◆ **抜粋**:
● ● ●

大見 コープさっぽろの「価格」です。旭友ストアーはどちらかというとディスカウント色を強めた商売をしてきました。MDや価格政策のすべてを変えて生協の店舗として再スタートしてみると、従来からのお客さまは「高い」と判断されてしまったのです。

 コープさっぽろとしても仕入れ改革による原価低減を進めて低価格政策に注力してきましたが、旭友ストアー時代からのより低価格志向が強いお客さまに応えることができませんでした。

──しかしながら、北海道の小売業の主役はディスカウントリテーラーです。旭友ストアーでの教訓をバネに、今後もさらなる低価格政策に磨きをかけていくのですか?

大見 いいえ。逆に過度な低価格政策は見直そうと考えています。

 08年9月のリーマンショック以降、コープさっぽろは、組合員さんの生活に少しでも貢献したいと考え、「低価格」に重きを置いてきました。09年度からは野菜の売価を5%ほど引き下げたほか、加工食品3500品目の価格を15~30%引き下げた「北海道元気プライス」や、従来の半値に相当する「お試しください低価格」商品の販売などに取り組みました。

 もやし1袋19円、生めん1玉29円、豆腐1丁38円……と、定番商品を低価格で提供しました。しかし、組合員さんの多くは「安い」とは言ってはくれませんでした。実際、満足度調査をしても「商品の安さ」は、評価項目の上位には入っていません。つまり、組合員さんは「安さ」を求めているわけではなかったのです。

● ● ●

◆ **行一覧**:
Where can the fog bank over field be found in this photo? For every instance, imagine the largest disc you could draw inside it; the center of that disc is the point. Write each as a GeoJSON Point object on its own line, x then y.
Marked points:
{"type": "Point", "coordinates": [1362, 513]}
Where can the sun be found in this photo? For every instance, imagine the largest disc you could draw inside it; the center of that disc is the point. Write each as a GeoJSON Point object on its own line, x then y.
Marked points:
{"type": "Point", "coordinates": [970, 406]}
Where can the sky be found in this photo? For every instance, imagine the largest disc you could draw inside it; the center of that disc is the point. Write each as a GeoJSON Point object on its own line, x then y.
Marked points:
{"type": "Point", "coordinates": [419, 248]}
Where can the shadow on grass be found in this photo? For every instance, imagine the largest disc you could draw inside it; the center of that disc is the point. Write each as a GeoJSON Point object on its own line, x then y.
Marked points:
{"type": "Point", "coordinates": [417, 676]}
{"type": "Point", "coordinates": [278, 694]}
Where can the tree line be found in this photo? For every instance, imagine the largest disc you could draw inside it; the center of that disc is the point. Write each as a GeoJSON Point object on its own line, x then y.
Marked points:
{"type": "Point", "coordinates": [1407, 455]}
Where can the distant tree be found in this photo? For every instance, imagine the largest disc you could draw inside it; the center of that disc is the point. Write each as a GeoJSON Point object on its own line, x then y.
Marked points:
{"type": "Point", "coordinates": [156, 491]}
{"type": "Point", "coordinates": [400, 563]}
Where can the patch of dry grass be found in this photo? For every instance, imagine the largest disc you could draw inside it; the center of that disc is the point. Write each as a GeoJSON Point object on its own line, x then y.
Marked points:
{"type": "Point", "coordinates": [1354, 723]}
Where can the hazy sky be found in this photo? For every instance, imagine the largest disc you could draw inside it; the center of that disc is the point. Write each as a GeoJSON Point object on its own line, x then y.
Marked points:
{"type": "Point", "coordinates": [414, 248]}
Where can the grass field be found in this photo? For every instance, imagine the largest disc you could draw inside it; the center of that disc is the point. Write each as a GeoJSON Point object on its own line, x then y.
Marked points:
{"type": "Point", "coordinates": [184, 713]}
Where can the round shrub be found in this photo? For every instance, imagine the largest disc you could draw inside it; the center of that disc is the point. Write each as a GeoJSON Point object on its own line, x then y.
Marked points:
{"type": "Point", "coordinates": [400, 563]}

● ● ●

◆ **記述問題 1**:
コープさっぽろの価格政策に関する抜粋に基づき、次の問いにお答えください。
(a) 旭友ストアーはどのような商売をしてきましたか。
(b) 09年度から野菜の売価をどの程度引き下げましたか。
(c) 満足度調査において、「商品の安さ」は評価項目のどの位置にありましたか。
◆ **記述問題 2**:
抜粋のうち「大見 いいえ。逆に過度な低価格政策は見直そうと考えています。」から「の販売などに取り組みました。」までの部分を、「組合員さん」を「会員さん」に置き換えて書き直してください。

◆ **解答 1**:
(a) ディスカウント色を強めた商売です。
(b) 5%ほど引き下げました。
(c) 評価項目の上位には入っていませんでした。

◆ **解答 2**:
大見 いいえ。逆に過度な低価格政策は見直そうと考えています。

 08年9月のリーマンショック以降、コープさっぽろは、会員さんの生活に少しでも貢献したいと考え、「低価格」に重きを置いてきました。09年度からは野菜の売価を5%ほど引き下げたほか、加工食品3500品目の価格を15~30%引き下げた「北海道元気プライス」や、従来の半値に相当する「お試しください低価格」商品の販売などに取り組みました。